### WHAT THE TASK REQUIRES
Lines holding the word "pink" must be located in the listing below and copied.

==========

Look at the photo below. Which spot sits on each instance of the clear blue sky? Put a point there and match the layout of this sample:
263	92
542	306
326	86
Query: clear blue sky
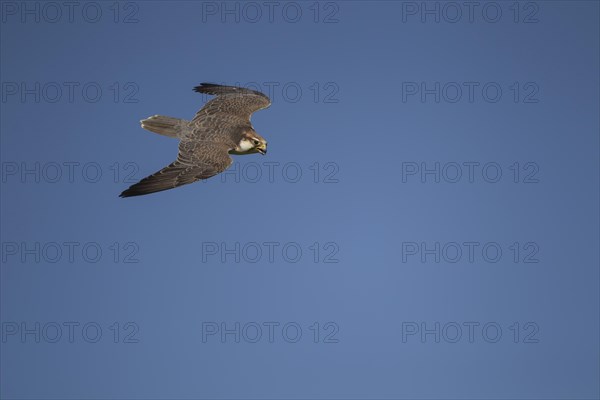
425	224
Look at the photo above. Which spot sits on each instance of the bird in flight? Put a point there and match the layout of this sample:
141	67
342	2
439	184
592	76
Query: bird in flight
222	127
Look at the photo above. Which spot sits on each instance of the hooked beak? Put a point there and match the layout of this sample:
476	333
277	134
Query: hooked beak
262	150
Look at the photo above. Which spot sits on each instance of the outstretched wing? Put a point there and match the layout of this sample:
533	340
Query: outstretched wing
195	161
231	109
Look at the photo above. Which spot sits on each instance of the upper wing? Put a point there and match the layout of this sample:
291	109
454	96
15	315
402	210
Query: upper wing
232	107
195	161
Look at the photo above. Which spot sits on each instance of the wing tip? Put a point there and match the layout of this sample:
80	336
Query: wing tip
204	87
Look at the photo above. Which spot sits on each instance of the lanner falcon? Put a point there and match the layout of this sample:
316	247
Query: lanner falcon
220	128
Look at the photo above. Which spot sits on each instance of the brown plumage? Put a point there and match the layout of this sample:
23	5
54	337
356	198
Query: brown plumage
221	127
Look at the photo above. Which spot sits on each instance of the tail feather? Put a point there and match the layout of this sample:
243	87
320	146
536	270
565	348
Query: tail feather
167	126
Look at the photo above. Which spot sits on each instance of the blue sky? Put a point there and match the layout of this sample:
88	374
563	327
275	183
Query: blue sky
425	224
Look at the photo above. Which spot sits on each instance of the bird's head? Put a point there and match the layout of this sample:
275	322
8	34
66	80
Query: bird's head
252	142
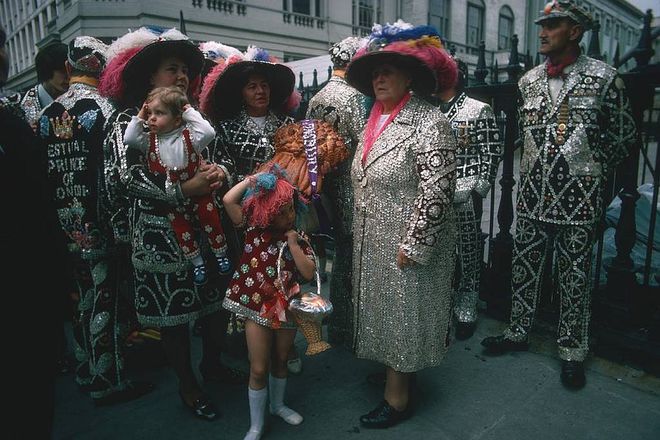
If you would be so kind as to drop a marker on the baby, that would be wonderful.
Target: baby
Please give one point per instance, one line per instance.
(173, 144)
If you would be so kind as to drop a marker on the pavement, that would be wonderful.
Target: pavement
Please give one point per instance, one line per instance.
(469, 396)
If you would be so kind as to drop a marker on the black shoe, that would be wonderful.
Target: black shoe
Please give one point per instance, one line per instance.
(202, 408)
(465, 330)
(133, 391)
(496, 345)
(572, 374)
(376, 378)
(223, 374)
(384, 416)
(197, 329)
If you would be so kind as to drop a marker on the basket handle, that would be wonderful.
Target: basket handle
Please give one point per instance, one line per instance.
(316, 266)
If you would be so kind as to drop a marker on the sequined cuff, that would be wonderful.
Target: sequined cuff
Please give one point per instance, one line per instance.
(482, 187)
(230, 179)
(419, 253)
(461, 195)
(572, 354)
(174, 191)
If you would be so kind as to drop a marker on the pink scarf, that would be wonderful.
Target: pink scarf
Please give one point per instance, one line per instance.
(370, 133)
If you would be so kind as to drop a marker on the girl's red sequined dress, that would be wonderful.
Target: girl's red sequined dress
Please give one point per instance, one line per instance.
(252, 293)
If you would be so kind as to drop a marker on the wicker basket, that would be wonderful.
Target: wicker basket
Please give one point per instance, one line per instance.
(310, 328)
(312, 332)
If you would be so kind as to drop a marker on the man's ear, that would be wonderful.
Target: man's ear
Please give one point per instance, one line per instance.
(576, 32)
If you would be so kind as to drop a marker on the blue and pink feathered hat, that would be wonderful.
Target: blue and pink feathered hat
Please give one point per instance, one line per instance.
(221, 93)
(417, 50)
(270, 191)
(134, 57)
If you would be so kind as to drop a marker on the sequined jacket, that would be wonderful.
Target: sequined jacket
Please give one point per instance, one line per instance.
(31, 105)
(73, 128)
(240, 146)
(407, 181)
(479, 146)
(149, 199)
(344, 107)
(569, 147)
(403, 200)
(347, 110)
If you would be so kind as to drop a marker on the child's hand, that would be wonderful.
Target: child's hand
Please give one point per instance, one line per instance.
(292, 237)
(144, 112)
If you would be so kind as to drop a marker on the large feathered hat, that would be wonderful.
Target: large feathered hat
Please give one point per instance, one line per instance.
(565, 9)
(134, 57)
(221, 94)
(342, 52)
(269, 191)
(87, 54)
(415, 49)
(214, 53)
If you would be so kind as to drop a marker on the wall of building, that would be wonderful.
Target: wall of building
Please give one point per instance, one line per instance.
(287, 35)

==========

### ANSWER FOR THIS EXERCISE
If you would be so kind as to drop a marker on the pink scarf, that would be wonderful.
Target: pink scarf
If you would be so kind as to drop a marker on the blue and pink feathered hat, that would be wonderful.
Target: blue and pink feathered hat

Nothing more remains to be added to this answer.